• **Task instructions**: Repeat every entry exactly as it appears.
BEGIN Listed records
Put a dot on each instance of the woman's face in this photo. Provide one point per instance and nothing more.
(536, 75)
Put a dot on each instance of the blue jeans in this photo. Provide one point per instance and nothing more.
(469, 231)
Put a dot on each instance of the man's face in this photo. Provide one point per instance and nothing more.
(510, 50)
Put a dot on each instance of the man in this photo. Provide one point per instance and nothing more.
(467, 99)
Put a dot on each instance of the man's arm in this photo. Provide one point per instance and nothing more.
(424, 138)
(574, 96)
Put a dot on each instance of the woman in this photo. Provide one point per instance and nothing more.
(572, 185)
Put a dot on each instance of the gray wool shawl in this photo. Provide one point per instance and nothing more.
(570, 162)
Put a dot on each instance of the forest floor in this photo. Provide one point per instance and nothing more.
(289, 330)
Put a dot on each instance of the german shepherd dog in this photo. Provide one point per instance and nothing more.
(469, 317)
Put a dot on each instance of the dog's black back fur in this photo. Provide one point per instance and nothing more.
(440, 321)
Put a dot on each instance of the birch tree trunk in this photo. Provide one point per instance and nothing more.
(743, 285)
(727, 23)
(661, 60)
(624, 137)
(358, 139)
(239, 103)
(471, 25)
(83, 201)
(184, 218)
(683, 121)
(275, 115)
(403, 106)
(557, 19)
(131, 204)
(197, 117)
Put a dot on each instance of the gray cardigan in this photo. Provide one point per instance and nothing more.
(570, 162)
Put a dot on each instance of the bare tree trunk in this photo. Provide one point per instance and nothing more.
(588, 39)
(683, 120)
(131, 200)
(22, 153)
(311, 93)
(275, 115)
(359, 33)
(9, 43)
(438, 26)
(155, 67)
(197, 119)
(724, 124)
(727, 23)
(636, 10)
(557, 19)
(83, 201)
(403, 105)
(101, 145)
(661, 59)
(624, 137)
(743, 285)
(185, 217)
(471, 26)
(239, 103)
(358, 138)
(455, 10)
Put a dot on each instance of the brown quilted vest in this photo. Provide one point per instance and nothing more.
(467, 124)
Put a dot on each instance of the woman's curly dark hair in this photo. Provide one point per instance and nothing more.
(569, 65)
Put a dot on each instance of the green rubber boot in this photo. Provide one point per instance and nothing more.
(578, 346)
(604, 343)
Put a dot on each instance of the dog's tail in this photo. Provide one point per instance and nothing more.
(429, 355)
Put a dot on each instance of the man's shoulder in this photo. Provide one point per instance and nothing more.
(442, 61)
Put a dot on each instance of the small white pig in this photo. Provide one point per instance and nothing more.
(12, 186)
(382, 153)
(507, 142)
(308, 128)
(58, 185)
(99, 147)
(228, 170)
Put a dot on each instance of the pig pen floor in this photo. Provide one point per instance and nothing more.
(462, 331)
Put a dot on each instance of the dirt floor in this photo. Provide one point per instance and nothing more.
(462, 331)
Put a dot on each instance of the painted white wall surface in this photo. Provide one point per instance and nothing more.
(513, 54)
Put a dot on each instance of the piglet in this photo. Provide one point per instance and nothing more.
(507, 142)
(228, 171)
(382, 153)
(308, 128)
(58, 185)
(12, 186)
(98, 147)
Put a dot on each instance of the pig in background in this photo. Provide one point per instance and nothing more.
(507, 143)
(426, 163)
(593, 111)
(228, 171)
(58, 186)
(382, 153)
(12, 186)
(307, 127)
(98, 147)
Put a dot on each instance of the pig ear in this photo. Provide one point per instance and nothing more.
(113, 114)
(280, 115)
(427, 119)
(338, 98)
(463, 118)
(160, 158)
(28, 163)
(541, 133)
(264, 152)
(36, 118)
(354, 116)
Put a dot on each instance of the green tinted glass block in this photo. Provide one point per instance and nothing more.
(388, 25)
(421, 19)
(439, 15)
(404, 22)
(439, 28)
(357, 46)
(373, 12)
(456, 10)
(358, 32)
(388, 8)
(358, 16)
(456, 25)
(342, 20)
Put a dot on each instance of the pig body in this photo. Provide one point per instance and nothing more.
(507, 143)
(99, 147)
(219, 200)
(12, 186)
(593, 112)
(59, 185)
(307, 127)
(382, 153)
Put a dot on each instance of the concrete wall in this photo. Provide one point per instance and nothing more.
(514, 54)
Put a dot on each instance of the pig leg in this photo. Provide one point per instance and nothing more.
END Listed records
• **Answer for the task**:
Put a dot on each instance of the woman's face in this photo. Provide one point per instance and nothing more.
(536, 75)
Put a dot on each instance of the blue jeans in this photo. Provide one point per instance and nothing more.
(469, 231)
Put a dot on each instance of the man's face in this photo. Provide one point per instance and nothing more.
(510, 50)
Put a dot on each instance of the man in this photo. Provide one point per instance and nothing more.
(467, 99)
Put a dot on each instance of the man's arm in this photo. Provide one point per instance and nothing more.
(424, 138)
(574, 96)
Put a dot on each instance of the woman in this photo. Provide one point per instance and nothing more.
(572, 185)
Put a dot on each instance of the gray wool shawl in this photo. Provide one point per instance and nothing more.
(570, 162)
Put a dot on each instance of the forest floor in this photo. Provide one point per instance and nothing more.
(289, 330)
Put a dot on each instance of the german shepherd dog in this photo. Provide one point per instance and nothing more.
(469, 317)
Put a dot on each instance of the dog's black back fur in this photo. Provide one point per instance and nothing more.
(440, 321)
Put a dot on each instance of the birch tree trunk in this photo. Provide one point per instance and nothing more.
(743, 285)
(727, 23)
(661, 60)
(624, 137)
(358, 139)
(239, 103)
(471, 25)
(83, 201)
(184, 218)
(683, 121)
(275, 115)
(403, 106)
(557, 19)
(131, 204)
(197, 117)
Put a dot on each instance of the gray cardigan in this photo. Provide one point per instance and nothing more.
(570, 162)
Put a dot on each instance of the bare tree trunk in this photo. Provide one point per instance and nothing more.
(588, 39)
(683, 120)
(131, 200)
(22, 153)
(311, 93)
(275, 115)
(359, 33)
(9, 43)
(438, 26)
(155, 67)
(197, 119)
(724, 124)
(727, 23)
(636, 10)
(557, 19)
(83, 201)
(403, 105)
(101, 145)
(661, 59)
(624, 137)
(743, 285)
(185, 217)
(471, 26)
(239, 103)
(358, 138)
(455, 10)
Put a dot on each instance of the brown quilted vest in this photo. Provide one point per instance and nothing more.
(467, 124)
Put a dot on each instance of the woman's curly dark hair in this photo. Provide one point per instance and nothing more.
(569, 65)
Put a dot on each instance of the green rubber boot in this photo. Provide one point per instance and nothing more.
(578, 346)
(604, 343)
Put a dot on each instance of the dog's tail in this photo. Provide one point per instance and nothing more.
(429, 355)
Put a dot on each instance of the man's shoulder in this photo. Provide one point per instance and nothing more.
(442, 61)
Put a dot on each instance of the small white pig in this photo. Provide one point per instance and nothing more.
(12, 186)
(382, 153)
(507, 142)
(308, 128)
(58, 185)
(99, 147)
(228, 170)
Put a dot on each instance of the pig pen floor in this photo. Provide one point per instance and nothing more.
(462, 331)
Put a dot on each instance of the dirt floor in this photo. Provide one point per instance and nothing more.
(462, 331)
Put a dot on each instance of the painted white wall surface in this photo. Provide one point per instance and nothing more.
(513, 54)
Put a dot on each instance of the piglet in this photo. Provide one point per instance and nothing more.
(507, 142)
(228, 171)
(382, 153)
(308, 128)
(58, 185)
(12, 186)
(98, 147)
Put a dot on each instance of the pig in background in this photo. Provide one point per instance and nothing more.
(507, 143)
(426, 163)
(593, 111)
(228, 171)
(58, 186)
(382, 153)
(12, 186)
(307, 127)
(98, 147)
Put a dot on each instance of the pig ear in this photo. Provide one point per instance and nothing more.
(113, 114)
(280, 115)
(427, 119)
(338, 98)
(463, 118)
(160, 158)
(28, 163)
(541, 133)
(264, 152)
(36, 118)
(354, 116)
Put a dot on each instance of the green tinted glass block in this photo. Provide one point per instance and nothing more.
(388, 25)
(421, 19)
(439, 15)
(404, 22)
(439, 28)
(357, 46)
(373, 12)
(456, 10)
(358, 32)
(388, 8)
(358, 16)
(456, 25)
(342, 20)
Put a dot on each instance of the pig body in this photo. Provide one point per instance and nothing more.
(507, 143)
(99, 147)
(219, 200)
(12, 186)
(593, 112)
(59, 185)
(307, 127)
(382, 153)
Put a dot on each instance of the concrete wall in this photo. Provide one point per instance and nothing more.
(514, 54)
Put a dot on each instance of the pig leg in this photo. Provide one point per instance and nothing more.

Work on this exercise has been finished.